Segment Start: DATA EXTRACTS
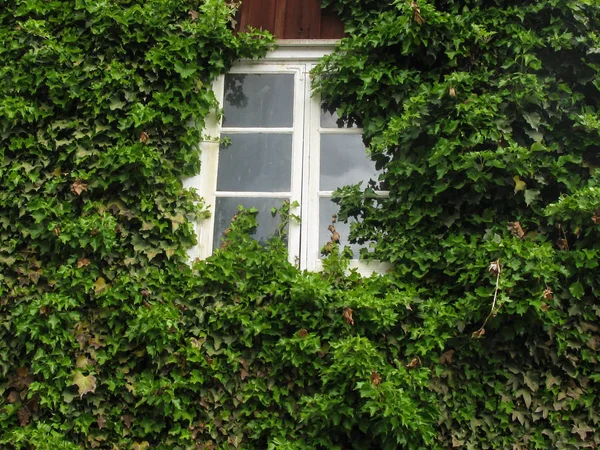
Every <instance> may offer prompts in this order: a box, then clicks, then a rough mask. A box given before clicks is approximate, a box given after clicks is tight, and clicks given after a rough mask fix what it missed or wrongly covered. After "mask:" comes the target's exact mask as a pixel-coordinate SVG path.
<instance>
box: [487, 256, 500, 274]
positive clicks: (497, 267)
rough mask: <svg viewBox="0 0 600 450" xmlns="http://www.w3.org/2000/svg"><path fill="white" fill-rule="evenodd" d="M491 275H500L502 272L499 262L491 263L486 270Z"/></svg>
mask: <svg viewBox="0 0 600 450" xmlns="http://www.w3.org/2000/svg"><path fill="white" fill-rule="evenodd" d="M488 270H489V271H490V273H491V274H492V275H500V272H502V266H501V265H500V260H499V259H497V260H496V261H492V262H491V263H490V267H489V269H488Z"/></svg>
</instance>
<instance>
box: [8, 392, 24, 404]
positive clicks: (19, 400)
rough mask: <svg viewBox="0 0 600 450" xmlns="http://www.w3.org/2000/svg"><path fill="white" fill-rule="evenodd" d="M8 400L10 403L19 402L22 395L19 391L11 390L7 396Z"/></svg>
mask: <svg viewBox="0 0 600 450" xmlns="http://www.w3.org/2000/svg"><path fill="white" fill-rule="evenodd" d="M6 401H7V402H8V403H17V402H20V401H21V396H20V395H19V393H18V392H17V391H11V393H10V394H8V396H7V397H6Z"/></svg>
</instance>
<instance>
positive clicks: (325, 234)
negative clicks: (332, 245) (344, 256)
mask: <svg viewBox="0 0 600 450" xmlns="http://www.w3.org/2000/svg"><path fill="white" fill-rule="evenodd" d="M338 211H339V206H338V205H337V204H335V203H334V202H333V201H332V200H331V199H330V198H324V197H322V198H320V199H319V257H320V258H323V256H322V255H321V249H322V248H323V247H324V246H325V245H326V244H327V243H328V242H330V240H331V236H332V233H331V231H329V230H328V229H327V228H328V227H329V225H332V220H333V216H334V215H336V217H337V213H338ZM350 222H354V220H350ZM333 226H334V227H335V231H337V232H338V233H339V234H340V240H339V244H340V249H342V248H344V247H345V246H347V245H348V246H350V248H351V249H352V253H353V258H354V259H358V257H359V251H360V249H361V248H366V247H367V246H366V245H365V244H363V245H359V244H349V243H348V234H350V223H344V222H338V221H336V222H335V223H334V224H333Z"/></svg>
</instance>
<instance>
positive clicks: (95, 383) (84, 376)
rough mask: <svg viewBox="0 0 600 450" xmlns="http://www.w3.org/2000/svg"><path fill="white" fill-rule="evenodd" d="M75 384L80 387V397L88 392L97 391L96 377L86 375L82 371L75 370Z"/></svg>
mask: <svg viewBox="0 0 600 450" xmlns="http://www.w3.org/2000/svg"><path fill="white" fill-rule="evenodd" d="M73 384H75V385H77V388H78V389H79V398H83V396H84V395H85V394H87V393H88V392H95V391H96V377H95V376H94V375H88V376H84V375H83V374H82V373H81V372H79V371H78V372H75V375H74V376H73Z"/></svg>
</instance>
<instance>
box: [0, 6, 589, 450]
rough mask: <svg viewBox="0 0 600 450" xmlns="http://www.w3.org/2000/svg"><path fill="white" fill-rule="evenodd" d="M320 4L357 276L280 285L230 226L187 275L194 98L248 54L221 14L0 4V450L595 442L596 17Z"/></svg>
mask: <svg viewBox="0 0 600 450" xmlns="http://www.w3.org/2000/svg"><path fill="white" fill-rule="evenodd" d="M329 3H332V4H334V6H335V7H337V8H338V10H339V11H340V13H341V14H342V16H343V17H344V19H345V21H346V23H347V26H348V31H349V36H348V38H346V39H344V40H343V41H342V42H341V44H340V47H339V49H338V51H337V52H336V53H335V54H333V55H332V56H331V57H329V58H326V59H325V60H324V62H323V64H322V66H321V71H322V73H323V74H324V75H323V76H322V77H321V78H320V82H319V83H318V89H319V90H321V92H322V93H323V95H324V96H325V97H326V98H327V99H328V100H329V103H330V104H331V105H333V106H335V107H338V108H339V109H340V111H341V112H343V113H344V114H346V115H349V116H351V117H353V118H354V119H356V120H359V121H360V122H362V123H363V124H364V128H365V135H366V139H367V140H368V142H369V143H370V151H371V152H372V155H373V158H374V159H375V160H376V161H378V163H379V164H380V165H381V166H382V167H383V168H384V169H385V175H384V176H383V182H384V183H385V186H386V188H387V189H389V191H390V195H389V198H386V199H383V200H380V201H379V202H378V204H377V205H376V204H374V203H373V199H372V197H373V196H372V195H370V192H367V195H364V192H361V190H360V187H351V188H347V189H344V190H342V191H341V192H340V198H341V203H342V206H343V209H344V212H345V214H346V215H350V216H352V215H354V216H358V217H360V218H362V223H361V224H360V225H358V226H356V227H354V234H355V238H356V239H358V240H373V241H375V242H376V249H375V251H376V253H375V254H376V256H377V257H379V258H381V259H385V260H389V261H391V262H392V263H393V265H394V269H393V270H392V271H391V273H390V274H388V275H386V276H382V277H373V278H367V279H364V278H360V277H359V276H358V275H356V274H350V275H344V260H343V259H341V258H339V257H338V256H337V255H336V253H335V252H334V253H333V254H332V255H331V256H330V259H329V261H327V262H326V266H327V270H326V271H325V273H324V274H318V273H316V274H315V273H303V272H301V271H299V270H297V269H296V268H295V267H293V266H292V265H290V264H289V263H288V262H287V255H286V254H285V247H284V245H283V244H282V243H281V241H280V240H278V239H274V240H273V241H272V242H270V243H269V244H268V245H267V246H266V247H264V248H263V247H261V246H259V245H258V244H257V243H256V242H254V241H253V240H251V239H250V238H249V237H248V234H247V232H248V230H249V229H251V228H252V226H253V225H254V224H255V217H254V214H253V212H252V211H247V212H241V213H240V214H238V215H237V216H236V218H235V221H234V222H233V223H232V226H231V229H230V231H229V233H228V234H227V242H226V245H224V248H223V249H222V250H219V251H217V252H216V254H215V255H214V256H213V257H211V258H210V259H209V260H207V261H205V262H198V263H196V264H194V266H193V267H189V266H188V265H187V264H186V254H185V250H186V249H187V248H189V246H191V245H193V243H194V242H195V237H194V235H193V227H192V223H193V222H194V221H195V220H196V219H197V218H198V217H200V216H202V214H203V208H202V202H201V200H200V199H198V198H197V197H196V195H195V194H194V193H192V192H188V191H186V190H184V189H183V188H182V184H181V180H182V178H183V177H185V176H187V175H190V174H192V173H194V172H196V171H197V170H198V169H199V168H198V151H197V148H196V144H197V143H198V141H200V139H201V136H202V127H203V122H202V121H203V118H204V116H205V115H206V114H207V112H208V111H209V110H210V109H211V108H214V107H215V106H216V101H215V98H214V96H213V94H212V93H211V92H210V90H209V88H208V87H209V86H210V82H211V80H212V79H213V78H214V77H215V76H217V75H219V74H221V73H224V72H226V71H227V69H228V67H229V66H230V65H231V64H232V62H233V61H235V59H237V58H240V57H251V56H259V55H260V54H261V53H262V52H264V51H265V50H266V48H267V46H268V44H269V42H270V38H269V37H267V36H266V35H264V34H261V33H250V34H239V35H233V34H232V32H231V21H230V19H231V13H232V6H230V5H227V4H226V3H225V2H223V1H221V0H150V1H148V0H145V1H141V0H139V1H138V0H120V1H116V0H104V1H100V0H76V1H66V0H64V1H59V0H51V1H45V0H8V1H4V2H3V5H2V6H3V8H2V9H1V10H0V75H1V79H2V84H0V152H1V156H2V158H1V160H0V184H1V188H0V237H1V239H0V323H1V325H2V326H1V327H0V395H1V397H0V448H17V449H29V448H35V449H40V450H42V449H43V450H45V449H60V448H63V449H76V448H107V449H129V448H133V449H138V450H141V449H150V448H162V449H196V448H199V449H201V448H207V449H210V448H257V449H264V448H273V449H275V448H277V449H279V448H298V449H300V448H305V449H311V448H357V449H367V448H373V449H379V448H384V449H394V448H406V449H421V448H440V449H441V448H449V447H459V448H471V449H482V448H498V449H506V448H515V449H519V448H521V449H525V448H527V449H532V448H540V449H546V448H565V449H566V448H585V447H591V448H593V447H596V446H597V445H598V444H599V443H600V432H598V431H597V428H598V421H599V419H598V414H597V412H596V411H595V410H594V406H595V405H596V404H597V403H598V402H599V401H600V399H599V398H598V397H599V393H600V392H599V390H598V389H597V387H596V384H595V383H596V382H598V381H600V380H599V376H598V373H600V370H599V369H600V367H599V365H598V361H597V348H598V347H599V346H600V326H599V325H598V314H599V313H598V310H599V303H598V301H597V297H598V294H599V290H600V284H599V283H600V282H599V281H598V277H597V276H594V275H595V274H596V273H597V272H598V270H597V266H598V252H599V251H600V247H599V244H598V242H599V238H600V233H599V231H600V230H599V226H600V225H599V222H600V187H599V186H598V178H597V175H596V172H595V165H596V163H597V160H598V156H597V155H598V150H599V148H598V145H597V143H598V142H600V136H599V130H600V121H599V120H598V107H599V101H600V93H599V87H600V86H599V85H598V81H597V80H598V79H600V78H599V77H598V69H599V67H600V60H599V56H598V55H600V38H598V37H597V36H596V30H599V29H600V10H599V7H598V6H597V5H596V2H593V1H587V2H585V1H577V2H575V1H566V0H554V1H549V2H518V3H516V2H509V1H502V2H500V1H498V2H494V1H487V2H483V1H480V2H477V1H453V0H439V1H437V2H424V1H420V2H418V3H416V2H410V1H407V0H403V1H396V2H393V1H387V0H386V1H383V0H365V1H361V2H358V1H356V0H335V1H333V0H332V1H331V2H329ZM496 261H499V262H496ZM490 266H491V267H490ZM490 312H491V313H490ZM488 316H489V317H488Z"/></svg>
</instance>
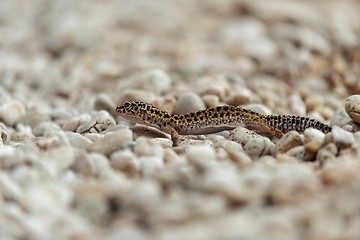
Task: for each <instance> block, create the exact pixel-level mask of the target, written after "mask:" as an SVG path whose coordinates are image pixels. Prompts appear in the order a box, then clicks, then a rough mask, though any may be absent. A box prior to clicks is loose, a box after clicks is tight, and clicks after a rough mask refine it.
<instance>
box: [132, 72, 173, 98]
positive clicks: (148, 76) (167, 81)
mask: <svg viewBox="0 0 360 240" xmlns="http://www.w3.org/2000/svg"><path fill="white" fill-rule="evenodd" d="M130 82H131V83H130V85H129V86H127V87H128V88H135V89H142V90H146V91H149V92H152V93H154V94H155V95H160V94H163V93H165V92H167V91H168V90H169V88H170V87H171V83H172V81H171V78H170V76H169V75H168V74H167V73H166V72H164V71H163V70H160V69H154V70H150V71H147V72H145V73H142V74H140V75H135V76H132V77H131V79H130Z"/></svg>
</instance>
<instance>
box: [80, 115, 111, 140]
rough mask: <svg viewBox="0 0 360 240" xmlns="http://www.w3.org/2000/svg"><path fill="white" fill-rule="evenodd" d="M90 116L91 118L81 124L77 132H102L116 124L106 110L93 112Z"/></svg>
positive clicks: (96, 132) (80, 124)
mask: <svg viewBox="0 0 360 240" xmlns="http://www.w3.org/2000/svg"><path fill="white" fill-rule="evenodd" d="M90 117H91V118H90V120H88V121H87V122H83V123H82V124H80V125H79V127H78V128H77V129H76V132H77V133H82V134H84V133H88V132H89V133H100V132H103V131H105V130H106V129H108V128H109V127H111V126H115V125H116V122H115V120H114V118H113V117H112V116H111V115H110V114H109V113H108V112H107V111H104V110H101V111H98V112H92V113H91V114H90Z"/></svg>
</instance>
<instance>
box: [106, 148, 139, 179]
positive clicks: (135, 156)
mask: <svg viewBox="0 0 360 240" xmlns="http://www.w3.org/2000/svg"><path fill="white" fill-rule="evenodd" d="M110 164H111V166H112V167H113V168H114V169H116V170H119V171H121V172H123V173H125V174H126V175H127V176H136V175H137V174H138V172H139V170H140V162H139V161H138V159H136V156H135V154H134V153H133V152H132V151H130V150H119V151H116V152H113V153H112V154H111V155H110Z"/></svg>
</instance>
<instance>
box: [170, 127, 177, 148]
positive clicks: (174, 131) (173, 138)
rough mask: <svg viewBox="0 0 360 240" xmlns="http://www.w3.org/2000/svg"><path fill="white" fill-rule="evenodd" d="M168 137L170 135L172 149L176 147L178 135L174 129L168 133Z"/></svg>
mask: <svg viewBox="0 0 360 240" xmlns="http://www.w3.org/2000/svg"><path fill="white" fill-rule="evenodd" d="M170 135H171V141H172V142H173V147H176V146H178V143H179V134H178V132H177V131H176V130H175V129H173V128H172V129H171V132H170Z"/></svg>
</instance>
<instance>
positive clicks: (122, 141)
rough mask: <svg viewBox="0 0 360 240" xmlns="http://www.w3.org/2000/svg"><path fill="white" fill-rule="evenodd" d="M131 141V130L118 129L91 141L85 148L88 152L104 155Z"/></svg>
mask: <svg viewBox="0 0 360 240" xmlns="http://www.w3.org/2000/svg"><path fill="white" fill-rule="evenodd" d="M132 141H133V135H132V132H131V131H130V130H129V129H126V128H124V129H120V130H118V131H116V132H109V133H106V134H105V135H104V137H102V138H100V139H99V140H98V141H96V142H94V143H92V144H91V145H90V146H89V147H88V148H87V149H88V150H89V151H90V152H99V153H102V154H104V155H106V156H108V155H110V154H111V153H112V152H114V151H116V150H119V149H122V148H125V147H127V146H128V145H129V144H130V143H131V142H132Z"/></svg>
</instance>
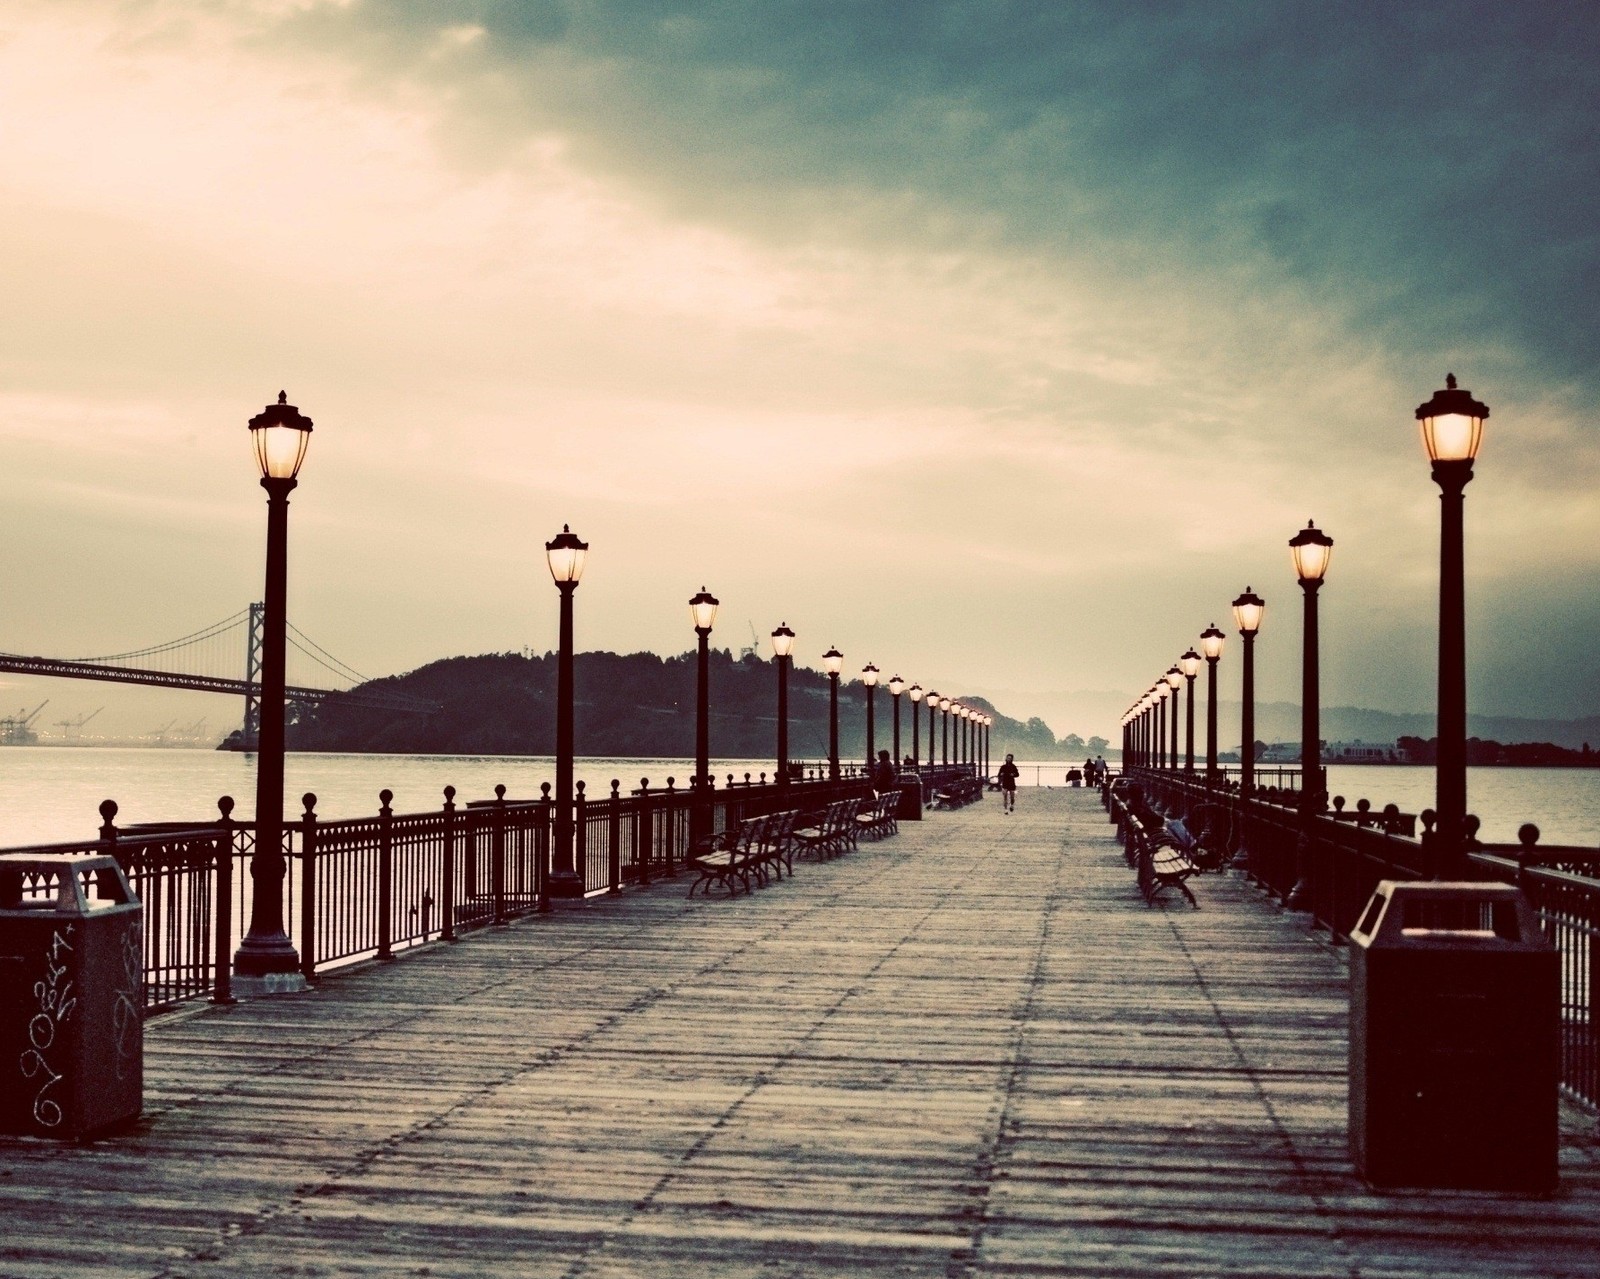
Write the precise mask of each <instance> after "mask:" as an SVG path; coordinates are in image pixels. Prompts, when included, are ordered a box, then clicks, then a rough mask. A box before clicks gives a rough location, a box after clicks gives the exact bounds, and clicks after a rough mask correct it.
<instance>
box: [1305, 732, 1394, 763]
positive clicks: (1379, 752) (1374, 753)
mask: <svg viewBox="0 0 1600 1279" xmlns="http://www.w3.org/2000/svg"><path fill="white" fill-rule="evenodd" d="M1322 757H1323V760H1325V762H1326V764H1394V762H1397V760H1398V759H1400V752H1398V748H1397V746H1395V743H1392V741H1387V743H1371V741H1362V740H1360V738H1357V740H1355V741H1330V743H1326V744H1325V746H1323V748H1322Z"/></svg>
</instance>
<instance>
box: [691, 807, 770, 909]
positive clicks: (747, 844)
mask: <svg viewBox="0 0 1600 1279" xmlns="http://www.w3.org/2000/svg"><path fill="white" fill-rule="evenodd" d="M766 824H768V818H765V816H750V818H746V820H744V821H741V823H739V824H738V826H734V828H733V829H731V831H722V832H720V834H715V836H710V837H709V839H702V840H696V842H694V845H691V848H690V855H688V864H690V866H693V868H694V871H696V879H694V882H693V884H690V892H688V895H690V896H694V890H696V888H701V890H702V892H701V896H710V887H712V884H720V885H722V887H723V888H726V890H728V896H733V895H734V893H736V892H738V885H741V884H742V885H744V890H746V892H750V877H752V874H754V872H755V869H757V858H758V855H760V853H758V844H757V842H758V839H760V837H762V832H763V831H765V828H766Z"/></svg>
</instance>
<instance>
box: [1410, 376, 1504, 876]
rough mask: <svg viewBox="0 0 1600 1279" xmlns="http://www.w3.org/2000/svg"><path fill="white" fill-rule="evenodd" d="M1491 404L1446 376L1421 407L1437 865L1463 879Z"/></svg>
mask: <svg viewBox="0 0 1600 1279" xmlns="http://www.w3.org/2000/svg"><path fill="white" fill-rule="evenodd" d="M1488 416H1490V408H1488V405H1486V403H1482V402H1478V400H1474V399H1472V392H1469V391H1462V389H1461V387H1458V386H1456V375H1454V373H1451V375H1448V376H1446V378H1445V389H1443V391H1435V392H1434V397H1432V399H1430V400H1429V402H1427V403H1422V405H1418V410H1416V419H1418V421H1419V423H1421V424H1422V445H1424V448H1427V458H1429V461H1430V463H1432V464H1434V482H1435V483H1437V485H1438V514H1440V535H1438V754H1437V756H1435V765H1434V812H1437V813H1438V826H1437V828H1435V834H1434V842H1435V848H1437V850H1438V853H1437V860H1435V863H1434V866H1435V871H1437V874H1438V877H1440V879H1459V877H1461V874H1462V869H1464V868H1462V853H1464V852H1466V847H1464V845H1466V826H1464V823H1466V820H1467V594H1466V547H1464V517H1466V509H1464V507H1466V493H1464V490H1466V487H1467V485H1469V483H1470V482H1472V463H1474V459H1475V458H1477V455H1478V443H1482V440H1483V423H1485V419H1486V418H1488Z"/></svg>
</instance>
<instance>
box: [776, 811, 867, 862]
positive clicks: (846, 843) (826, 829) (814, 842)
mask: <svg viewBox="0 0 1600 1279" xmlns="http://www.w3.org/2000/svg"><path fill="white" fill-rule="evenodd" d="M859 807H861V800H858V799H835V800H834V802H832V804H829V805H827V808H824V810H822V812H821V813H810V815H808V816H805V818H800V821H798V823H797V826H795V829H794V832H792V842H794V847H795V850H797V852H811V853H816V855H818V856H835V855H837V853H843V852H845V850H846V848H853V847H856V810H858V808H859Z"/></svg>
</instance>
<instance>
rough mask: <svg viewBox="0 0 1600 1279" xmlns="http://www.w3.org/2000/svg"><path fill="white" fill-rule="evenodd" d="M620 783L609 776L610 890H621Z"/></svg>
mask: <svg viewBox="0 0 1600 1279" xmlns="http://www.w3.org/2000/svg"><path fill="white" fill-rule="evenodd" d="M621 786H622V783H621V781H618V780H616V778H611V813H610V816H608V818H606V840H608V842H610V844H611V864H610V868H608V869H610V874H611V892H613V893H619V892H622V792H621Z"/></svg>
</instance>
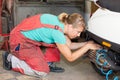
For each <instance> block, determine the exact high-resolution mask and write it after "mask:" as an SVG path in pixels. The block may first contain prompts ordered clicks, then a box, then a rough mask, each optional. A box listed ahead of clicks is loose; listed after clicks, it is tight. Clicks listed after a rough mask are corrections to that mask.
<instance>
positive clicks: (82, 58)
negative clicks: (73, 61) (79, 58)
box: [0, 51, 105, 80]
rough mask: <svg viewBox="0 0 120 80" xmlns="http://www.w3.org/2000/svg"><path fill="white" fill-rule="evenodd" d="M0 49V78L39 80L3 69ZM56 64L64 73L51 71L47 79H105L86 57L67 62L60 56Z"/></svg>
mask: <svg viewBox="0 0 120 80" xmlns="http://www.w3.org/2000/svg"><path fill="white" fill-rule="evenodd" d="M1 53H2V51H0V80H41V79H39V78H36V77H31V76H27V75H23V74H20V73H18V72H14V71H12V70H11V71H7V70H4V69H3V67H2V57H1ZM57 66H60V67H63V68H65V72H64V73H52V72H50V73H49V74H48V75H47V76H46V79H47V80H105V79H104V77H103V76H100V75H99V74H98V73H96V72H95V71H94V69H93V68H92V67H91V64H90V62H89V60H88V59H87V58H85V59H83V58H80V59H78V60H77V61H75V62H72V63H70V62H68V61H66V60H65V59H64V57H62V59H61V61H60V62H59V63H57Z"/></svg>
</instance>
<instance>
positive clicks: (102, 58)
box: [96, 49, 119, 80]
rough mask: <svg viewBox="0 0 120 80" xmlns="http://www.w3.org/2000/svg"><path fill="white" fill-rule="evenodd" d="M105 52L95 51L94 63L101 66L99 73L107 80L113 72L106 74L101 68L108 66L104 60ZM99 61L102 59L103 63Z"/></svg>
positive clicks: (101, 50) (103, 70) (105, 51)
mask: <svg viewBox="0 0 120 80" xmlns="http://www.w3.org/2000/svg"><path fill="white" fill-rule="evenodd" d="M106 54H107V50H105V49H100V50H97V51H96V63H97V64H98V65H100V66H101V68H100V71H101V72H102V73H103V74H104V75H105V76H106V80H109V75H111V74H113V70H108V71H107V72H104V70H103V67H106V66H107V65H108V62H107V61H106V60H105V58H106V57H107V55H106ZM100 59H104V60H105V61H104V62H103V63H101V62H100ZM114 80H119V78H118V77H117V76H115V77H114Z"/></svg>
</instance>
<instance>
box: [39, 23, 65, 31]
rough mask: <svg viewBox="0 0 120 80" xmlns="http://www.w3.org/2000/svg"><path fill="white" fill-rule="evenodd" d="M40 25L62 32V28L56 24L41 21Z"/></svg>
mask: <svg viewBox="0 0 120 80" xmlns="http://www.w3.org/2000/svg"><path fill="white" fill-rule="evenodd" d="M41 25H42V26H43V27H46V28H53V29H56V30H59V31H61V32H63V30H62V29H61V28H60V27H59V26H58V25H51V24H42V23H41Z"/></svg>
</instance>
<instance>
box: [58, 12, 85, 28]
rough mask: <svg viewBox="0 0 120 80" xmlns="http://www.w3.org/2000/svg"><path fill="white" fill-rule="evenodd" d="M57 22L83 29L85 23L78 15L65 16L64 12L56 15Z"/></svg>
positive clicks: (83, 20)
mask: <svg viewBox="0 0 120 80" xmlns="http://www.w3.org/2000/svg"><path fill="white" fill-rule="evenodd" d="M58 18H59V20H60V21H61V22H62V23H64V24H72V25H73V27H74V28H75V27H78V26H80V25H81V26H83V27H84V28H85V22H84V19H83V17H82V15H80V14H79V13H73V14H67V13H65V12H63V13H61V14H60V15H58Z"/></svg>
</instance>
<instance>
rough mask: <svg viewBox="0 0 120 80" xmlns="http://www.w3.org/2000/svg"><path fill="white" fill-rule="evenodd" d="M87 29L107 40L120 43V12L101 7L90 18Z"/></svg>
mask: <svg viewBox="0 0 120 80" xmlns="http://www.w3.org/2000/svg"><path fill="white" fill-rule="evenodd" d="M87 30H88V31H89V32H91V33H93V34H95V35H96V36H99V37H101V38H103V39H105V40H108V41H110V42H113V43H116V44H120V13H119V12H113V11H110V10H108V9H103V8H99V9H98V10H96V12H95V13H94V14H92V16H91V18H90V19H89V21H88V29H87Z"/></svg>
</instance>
Segment End: DATA EXTRACTS
▶ WHAT TO PRODUCE
For each line in the entries that holds "ordered", return that line.

▶ ANSWER FOR THIS EXERCISE
Write the precise mask of each <instance> after "mask:" as an SVG path; coordinates are in image pixels. Prompts, when included, are ordered a box, then clicks, then a rough mask. A box before clicks gives a rough location, a box after clicks gives the exact bounds, and clicks after a rough mask correct it.
For each <instance> block, determine the exact high-resolution mask and write it after "mask:" as an SVG path in pixels. The block may first contain prompts ordered clicks, then a box, then a rough mask, each optional. A box listed ahead of clicks is loose; listed after clicks, it is tight. Clicks listed after a rough mask are corrections to that mask.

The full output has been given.